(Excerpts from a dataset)
========================================

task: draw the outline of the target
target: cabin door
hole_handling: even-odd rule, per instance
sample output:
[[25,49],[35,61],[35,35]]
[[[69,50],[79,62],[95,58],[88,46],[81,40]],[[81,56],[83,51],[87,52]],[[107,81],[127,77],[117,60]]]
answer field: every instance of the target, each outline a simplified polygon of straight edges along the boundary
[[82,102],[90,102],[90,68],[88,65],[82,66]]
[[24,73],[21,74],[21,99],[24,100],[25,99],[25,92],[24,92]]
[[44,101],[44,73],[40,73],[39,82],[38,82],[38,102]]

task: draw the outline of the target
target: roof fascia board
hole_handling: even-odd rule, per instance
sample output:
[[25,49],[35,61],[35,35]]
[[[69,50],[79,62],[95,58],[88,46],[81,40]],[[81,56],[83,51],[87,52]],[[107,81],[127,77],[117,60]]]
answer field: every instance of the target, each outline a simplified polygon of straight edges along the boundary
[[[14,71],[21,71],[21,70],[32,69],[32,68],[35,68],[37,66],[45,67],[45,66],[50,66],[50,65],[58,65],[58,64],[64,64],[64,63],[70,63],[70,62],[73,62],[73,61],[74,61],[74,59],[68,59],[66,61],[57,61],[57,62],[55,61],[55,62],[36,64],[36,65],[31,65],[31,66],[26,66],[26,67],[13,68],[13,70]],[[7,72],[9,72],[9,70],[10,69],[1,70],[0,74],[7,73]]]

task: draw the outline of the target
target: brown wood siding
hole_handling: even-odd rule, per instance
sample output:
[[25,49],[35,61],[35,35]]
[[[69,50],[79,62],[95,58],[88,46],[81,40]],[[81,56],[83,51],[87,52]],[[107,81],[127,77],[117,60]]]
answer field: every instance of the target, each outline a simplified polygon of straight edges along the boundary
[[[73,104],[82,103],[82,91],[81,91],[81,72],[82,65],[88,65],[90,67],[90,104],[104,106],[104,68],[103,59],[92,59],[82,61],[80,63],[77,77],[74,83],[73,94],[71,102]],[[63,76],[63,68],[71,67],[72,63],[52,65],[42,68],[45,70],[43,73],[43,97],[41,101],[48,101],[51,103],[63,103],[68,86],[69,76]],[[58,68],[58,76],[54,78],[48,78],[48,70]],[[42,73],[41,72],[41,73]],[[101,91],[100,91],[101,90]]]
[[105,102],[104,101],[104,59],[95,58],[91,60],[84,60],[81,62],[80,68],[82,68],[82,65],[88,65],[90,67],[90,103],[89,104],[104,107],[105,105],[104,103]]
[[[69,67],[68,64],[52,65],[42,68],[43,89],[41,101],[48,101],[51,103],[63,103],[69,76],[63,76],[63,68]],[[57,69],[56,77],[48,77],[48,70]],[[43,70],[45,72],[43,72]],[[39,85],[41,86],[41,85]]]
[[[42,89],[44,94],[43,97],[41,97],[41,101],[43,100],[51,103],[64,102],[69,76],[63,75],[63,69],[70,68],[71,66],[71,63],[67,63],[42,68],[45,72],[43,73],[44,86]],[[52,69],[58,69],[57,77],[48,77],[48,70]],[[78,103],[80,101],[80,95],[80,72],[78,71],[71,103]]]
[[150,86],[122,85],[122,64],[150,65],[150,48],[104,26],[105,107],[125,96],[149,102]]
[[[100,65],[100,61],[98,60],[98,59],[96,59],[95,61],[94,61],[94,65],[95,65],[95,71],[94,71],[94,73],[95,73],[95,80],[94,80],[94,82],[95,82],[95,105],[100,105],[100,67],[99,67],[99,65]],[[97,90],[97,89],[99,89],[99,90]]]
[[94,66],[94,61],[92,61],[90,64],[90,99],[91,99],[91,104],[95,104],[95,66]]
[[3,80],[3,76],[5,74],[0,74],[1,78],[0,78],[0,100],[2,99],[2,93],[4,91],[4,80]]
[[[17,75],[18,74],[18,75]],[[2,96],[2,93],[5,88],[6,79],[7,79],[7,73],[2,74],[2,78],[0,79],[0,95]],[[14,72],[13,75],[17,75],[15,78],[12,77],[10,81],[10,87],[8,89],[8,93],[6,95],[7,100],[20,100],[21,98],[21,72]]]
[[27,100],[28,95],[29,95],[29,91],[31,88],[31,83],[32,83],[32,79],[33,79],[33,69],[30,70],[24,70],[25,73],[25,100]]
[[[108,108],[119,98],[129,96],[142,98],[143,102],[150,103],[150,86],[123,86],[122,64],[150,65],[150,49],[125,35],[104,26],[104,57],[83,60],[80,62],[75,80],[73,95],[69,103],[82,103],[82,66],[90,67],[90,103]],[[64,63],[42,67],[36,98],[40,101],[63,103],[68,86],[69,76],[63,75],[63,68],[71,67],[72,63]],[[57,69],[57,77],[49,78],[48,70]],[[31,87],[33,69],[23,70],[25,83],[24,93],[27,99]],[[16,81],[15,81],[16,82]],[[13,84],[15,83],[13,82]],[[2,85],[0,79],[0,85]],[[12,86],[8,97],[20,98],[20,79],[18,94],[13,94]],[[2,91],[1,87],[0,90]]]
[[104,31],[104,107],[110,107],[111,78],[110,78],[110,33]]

========================================

▸ THE TASK
Reproduce every entry above. Make each line identical to the original.

▸ EXERCISE OUTPUT
task: draw the outline of the target
target: cabin door
hole_handling: even-odd rule, per instance
sample output:
[[25,49],[35,61],[35,35]]
[[[69,50],[79,62],[95,58],[88,46],[81,40]],[[81,56],[83,51],[87,52]],[[107,81],[127,77],[117,60]]]
answer field: every instance of the target, each outline a simplified polygon of straight edges along the boundary
[[82,102],[90,102],[90,68],[88,65],[82,66]]
[[24,73],[21,74],[21,99],[24,100],[25,99],[25,92],[24,92]]
[[44,101],[44,73],[40,73],[39,82],[38,82],[38,102]]

task: draw the outline of the target
target: roof fascia board
hole_handling: even-odd rule, per instance
sample output:
[[25,49],[35,61],[35,35]]
[[[69,50],[79,62],[95,58],[88,46],[81,40]],[[81,56],[83,51],[87,52]],[[107,81],[127,77],[117,60]]]
answer field: every instance of the target, each outline a simplified polygon of straight edges along the boundary
[[[14,71],[21,71],[21,70],[32,69],[32,68],[35,68],[37,66],[45,67],[45,66],[50,66],[50,65],[58,65],[58,64],[64,64],[64,63],[70,63],[70,62],[73,62],[73,61],[74,61],[74,59],[68,59],[66,61],[57,61],[57,62],[55,61],[55,62],[36,64],[36,65],[31,65],[31,66],[26,66],[26,67],[13,68],[13,70]],[[7,72],[9,72],[9,70],[10,69],[1,70],[0,74],[7,73]]]

task: draw the outline of the target
target: brown wood siding
hole_handling: even-odd rule, per instance
sample output:
[[25,49],[35,61],[35,35]]
[[[69,50],[79,62],[95,58],[88,46],[81,40]],[[81,56],[83,51],[87,52]],[[107,81],[127,77],[117,60]]]
answer field: every instance of the target, each outline a simplified polygon of straight edges along the boundary
[[[73,104],[82,103],[82,91],[81,91],[81,72],[82,65],[88,65],[90,67],[90,104],[104,106],[104,68],[103,59],[92,59],[82,61],[80,63],[77,77],[74,83],[73,94],[71,102]],[[63,76],[63,68],[71,67],[72,63],[52,65],[42,68],[45,70],[43,73],[43,97],[41,101],[48,101],[51,103],[63,103],[68,86],[69,76]],[[58,68],[58,76],[54,78],[48,78],[48,70]],[[42,73],[41,72],[41,73]],[[101,91],[100,91],[101,90]]]
[[105,102],[104,101],[104,59],[95,58],[91,60],[84,60],[81,62],[80,68],[82,68],[82,65],[88,65],[90,67],[90,103],[89,104],[104,107],[105,105],[104,103]]
[[[69,67],[68,64],[52,65],[42,68],[43,89],[41,101],[48,101],[51,103],[63,103],[69,76],[63,76],[63,68]],[[57,69],[56,77],[48,77],[48,70]],[[43,70],[45,72],[43,72]],[[39,85],[41,86],[41,85]]]
[[[42,89],[44,94],[43,97],[41,97],[41,101],[43,100],[51,103],[64,102],[69,76],[63,75],[63,69],[70,68],[71,66],[71,63],[67,63],[42,68],[45,72],[43,73],[44,86]],[[52,69],[58,69],[57,77],[48,77],[48,70]],[[78,103],[80,101],[80,95],[80,72],[78,71],[71,103]]]
[[150,86],[122,85],[122,64],[150,65],[150,48],[104,26],[105,107],[125,96],[149,102]]
[[[100,65],[100,61],[98,60],[98,59],[96,59],[95,61],[94,61],[94,65],[95,65],[95,71],[94,71],[94,73],[95,73],[95,80],[94,80],[94,82],[95,82],[95,105],[100,105],[100,67],[99,67],[99,65]],[[97,90],[97,89],[99,89],[99,90]]]
[[94,66],[94,61],[92,61],[90,64],[90,99],[91,99],[91,104],[95,104],[95,66]]
[[3,80],[3,76],[5,74],[0,74],[1,78],[0,78],[0,100],[2,99],[2,93],[4,91],[4,80]]
[[[17,75],[18,74],[18,75]],[[2,96],[2,93],[5,88],[6,79],[7,79],[7,73],[2,74],[2,78],[0,79],[0,95]],[[14,72],[13,75],[17,75],[15,78],[12,77],[10,81],[10,87],[8,89],[8,93],[6,95],[7,100],[20,100],[21,98],[21,72]]]
[[27,100],[28,95],[29,95],[29,91],[31,88],[31,83],[32,83],[32,79],[33,79],[33,69],[30,70],[24,70],[25,73],[25,100]]
[[[108,108],[119,98],[129,96],[142,98],[143,102],[150,103],[150,86],[123,86],[122,64],[150,65],[150,49],[125,35],[104,26],[104,57],[83,60],[80,62],[75,80],[73,95],[69,103],[82,103],[82,66],[90,67],[90,103]],[[64,63],[42,67],[36,98],[40,101],[63,103],[68,86],[69,76],[63,75],[63,68],[71,67],[72,63]],[[57,69],[57,77],[49,78],[48,70]],[[31,87],[33,69],[23,70],[25,83],[24,93],[27,99]],[[16,81],[15,81],[16,82]],[[13,84],[15,83],[13,82]],[[2,85],[0,79],[0,85]],[[12,86],[8,97],[20,98],[20,79],[18,94],[13,94]],[[2,91],[1,87],[0,90]]]
[[104,31],[104,107],[110,107],[111,78],[110,78],[110,33]]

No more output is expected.